DESCRIPTION OF THE TASK:
Give back the entire listing verbatim.

DATA RECORDS Block Start

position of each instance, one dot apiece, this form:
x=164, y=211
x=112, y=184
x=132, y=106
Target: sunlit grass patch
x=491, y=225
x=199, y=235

DATA RECORDS Block End

SOLUTION:
position of each instance, one dot apiece, this form:
x=164, y=211
x=112, y=184
x=132, y=106
Target: sunlit grass patch
x=491, y=225
x=199, y=235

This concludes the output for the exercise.